Task instructions:
Report how many lines of the records below include the word "lawn". Give nothing but the number.

----------------------------------------

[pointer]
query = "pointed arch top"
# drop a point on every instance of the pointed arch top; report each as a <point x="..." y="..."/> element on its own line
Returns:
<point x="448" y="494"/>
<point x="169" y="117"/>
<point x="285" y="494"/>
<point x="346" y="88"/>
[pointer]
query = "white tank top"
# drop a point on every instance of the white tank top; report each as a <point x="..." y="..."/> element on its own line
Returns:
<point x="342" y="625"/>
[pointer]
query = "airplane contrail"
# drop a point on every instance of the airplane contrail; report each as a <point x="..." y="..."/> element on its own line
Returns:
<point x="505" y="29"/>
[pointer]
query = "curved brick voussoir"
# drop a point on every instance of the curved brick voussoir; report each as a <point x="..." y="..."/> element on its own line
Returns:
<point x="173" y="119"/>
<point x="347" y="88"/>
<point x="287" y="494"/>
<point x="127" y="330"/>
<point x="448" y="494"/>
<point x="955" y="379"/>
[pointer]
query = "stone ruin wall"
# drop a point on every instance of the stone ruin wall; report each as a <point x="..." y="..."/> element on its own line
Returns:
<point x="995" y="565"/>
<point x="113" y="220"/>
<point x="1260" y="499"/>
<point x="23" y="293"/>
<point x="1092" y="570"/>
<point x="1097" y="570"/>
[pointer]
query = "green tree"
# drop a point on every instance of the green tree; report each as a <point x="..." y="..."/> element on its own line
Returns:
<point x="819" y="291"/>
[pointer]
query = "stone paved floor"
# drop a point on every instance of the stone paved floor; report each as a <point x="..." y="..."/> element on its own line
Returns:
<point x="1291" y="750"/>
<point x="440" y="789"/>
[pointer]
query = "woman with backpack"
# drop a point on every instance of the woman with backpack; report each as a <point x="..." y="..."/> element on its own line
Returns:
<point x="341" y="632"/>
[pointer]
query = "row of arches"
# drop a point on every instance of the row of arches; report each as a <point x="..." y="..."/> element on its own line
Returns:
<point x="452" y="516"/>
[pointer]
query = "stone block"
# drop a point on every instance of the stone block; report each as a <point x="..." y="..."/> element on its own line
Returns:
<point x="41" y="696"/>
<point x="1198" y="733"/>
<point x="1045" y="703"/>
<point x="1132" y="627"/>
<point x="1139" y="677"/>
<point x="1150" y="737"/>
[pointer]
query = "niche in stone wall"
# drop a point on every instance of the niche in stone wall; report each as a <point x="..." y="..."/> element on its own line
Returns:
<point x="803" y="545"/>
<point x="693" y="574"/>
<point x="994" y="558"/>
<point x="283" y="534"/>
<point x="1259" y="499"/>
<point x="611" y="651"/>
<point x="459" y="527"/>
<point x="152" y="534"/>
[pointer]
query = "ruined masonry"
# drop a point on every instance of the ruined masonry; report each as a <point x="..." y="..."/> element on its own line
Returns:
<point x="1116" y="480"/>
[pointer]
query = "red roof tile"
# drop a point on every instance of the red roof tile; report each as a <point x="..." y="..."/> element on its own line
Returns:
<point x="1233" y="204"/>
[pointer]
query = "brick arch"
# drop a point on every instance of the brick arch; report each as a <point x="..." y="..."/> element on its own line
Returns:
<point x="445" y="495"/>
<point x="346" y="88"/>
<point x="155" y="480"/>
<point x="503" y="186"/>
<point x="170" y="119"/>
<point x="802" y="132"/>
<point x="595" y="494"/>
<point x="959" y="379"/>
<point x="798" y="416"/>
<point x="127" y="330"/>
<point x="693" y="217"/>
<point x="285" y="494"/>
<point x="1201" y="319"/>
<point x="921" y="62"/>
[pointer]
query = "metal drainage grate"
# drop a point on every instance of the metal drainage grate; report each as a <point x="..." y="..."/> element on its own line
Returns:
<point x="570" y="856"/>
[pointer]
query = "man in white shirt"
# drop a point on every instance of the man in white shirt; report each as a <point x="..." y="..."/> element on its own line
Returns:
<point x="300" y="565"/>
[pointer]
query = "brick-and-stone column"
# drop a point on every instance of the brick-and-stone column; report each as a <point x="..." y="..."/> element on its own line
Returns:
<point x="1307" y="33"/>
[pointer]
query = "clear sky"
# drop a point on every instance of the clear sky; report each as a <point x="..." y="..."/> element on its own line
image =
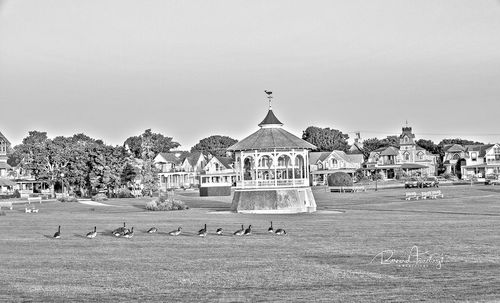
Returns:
<point x="191" y="69"/>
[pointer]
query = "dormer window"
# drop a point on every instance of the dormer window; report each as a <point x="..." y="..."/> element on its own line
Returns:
<point x="407" y="156"/>
<point x="473" y="156"/>
<point x="420" y="155"/>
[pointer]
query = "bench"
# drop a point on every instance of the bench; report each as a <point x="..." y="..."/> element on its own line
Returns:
<point x="34" y="199"/>
<point x="6" y="204"/>
<point x="436" y="193"/>
<point x="412" y="195"/>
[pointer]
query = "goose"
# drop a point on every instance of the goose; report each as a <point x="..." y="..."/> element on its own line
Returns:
<point x="239" y="232"/>
<point x="175" y="232"/>
<point x="203" y="232"/>
<point x="92" y="234"/>
<point x="129" y="234"/>
<point x="120" y="231"/>
<point x="270" y="229"/>
<point x="57" y="235"/>
<point x="280" y="231"/>
<point x="248" y="231"/>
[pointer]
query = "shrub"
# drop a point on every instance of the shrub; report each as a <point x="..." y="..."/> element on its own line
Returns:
<point x="124" y="193"/>
<point x="165" y="205"/>
<point x="339" y="179"/>
<point x="68" y="199"/>
<point x="16" y="194"/>
<point x="100" y="197"/>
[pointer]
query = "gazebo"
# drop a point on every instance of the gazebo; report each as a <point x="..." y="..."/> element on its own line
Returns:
<point x="272" y="171"/>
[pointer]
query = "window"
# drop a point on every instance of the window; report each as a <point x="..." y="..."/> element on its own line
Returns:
<point x="420" y="155"/>
<point x="473" y="156"/>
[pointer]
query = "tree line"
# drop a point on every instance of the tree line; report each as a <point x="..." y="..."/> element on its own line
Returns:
<point x="88" y="165"/>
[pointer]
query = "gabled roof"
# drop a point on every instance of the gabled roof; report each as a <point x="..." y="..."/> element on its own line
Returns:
<point x="314" y="157"/>
<point x="481" y="149"/>
<point x="4" y="165"/>
<point x="171" y="157"/>
<point x="224" y="161"/>
<point x="390" y="151"/>
<point x="193" y="157"/>
<point x="356" y="158"/>
<point x="453" y="148"/>
<point x="4" y="138"/>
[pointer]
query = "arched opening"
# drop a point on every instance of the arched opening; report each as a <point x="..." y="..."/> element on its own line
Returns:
<point x="265" y="162"/>
<point x="284" y="170"/>
<point x="458" y="167"/>
<point x="406" y="155"/>
<point x="247" y="168"/>
<point x="299" y="167"/>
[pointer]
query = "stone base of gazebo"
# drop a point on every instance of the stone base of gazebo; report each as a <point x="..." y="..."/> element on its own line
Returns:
<point x="274" y="201"/>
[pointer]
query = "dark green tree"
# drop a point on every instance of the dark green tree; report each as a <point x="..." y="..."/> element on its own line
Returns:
<point x="159" y="143"/>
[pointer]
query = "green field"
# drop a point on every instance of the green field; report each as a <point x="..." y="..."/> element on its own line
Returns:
<point x="326" y="256"/>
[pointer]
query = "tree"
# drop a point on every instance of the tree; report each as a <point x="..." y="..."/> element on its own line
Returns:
<point x="159" y="143"/>
<point x="390" y="141"/>
<point x="149" y="170"/>
<point x="44" y="158"/>
<point x="372" y="144"/>
<point x="429" y="146"/>
<point x="459" y="142"/>
<point x="326" y="139"/>
<point x="216" y="145"/>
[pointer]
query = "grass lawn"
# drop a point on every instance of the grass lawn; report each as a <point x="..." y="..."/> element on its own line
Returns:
<point x="326" y="256"/>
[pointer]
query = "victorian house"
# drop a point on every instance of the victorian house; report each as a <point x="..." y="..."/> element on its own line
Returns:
<point x="219" y="171"/>
<point x="6" y="185"/>
<point x="323" y="164"/>
<point x="408" y="158"/>
<point x="472" y="160"/>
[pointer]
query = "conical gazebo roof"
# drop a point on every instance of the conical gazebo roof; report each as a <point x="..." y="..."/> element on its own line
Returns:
<point x="271" y="135"/>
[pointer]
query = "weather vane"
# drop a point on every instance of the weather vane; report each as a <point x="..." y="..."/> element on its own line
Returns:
<point x="270" y="97"/>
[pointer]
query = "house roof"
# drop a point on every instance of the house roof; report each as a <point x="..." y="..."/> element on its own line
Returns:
<point x="356" y="158"/>
<point x="226" y="161"/>
<point x="481" y="149"/>
<point x="193" y="157"/>
<point x="4" y="165"/>
<point x="171" y="157"/>
<point x="390" y="151"/>
<point x="6" y="182"/>
<point x="314" y="157"/>
<point x="4" y="138"/>
<point x="270" y="119"/>
<point x="271" y="136"/>
<point x="451" y="148"/>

----------------------------------------

Result for this task:
2